▶ _WORK ORDER_
Print each record exactly as it appears, but drop the images.

▶ _TASK DATA_
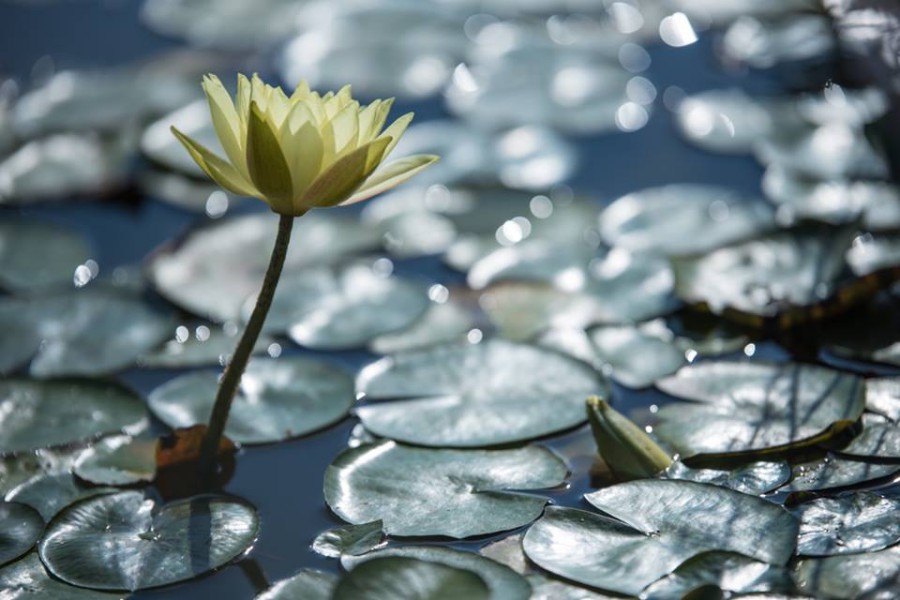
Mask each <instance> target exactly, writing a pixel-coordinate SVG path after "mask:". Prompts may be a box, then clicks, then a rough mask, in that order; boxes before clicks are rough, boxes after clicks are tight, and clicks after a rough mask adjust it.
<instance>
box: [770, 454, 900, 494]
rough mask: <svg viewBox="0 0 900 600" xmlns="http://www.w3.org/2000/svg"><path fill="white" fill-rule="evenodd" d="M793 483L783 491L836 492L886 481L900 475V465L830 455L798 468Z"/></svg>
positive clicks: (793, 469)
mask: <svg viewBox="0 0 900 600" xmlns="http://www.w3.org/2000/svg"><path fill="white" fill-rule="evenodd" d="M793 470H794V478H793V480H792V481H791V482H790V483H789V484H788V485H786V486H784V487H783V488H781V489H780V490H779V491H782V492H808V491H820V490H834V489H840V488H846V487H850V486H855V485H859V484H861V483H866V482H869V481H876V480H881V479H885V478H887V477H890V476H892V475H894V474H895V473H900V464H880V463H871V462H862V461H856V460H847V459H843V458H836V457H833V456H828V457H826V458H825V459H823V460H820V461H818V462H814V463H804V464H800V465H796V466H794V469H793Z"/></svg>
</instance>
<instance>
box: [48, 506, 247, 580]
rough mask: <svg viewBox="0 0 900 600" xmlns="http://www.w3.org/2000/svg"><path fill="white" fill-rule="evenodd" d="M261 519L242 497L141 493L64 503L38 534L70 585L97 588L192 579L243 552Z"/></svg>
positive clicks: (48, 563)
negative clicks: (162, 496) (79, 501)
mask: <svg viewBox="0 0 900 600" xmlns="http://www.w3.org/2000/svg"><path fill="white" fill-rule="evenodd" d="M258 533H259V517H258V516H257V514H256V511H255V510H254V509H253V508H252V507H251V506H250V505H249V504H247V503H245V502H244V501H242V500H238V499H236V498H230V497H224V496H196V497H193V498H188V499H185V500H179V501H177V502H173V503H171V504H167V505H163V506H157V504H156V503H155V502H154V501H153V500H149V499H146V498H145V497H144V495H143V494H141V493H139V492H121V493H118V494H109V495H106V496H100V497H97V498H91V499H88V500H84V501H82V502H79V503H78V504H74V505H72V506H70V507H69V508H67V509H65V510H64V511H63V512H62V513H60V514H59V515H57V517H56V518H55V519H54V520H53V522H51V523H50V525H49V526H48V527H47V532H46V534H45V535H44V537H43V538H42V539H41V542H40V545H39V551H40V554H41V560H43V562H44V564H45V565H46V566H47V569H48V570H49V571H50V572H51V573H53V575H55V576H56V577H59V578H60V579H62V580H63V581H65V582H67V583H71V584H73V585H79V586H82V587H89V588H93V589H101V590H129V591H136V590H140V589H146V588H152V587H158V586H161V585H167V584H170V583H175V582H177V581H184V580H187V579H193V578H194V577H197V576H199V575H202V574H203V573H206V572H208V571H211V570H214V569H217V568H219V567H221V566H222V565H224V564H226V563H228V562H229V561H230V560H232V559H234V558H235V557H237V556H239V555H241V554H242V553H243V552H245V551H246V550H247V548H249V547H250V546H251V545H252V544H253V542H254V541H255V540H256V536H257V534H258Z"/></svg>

▶ _WRITTEN ANSWER_
Mask each <instance> target exactly, writing a pixel-coordinate SVG path after "mask:". Prompts may be a box, then clicks, then a rough mask, in that order; boxes before clicks are rough, boxes after clicks are tight, and clicks after a rough mask adjust it.
<instance>
box: [770, 454, 900, 494]
rough mask: <svg viewBox="0 0 900 600" xmlns="http://www.w3.org/2000/svg"><path fill="white" fill-rule="evenodd" d="M793 483L783 491L836 492L886 481L900 475V465L830 455L798 468Z"/></svg>
positive clicks: (793, 469)
mask: <svg viewBox="0 0 900 600" xmlns="http://www.w3.org/2000/svg"><path fill="white" fill-rule="evenodd" d="M793 470H794V478H793V480H792V481H791V482H790V483H789V484H788V485H786V486H784V487H783V488H781V489H780V490H779V491H782V492H808V491H820V490H834V489H840V488H846V487H850V486H855V485H859V484H861V483H866V482H869V481H876V480H881V479H885V478H887V477H890V476H892V475H894V474H895V473H900V464H880V463H871V462H862V461H856V460H847V459H843V458H836V457H833V456H828V457H826V458H825V459H823V460H820V461H818V462H814V463H804V464H800V465H796V466H794V469H793Z"/></svg>
</instance>
<instance>
box: [48, 506, 247, 580]
rough mask: <svg viewBox="0 0 900 600" xmlns="http://www.w3.org/2000/svg"><path fill="white" fill-rule="evenodd" d="M261 519L242 497L141 493L64 503L38 534L70 585L97 588L192 579L243 552Z"/></svg>
positive clicks: (48, 563)
negative clicks: (162, 496) (79, 501)
mask: <svg viewBox="0 0 900 600" xmlns="http://www.w3.org/2000/svg"><path fill="white" fill-rule="evenodd" d="M258 533H259V517H258V516H257V514H256V511H255V510H254V509H253V508H252V507H251V506H250V505H249V504H247V503H245V502H244V501H242V500H238V499H236V498H230V497H224V496H196V497H193V498H188V499H185V500H179V501H177V502H173V503H171V504H167V505H163V506H157V504H156V503H155V502H154V501H153V500H149V499H146V498H145V497H144V495H143V494H141V493H139V492H121V493H118V494H109V495H106V496H100V497H97V498H91V499H88V500H84V501H82V502H79V503H78V504H74V505H72V506H70V507H69V508H67V509H65V510H64V511H63V512H62V513H60V514H59V515H57V517H56V518H55V519H54V520H53V522H51V523H50V525H49V526H48V527H47V532H46V534H45V535H44V537H43V538H42V539H41V542H40V545H39V551H40V554H41V560H43V562H44V564H45V565H46V566H47V569H48V570H49V571H50V572H51V573H53V575H55V576H56V577H59V578H60V579H62V580H63V581H65V582H67V583H71V584H73V585H79V586H82V587H89V588H93V589H101V590H129V591H136V590H140V589H146V588H152V587H158V586H161V585H167V584H170V583H175V582H177V581H184V580H187V579H193V578H194V577H197V576H199V575H202V574H203V573H206V572H208V571H211V570H214V569H217V568H219V567H221V566H222V565H224V564H226V563H228V562H229V561H230V560H232V559H234V558H235V557H237V556H239V555H241V554H242V553H243V552H245V551H246V550H247V548H249V547H250V546H251V545H252V544H253V542H254V541H255V540H256V536H257V534H258Z"/></svg>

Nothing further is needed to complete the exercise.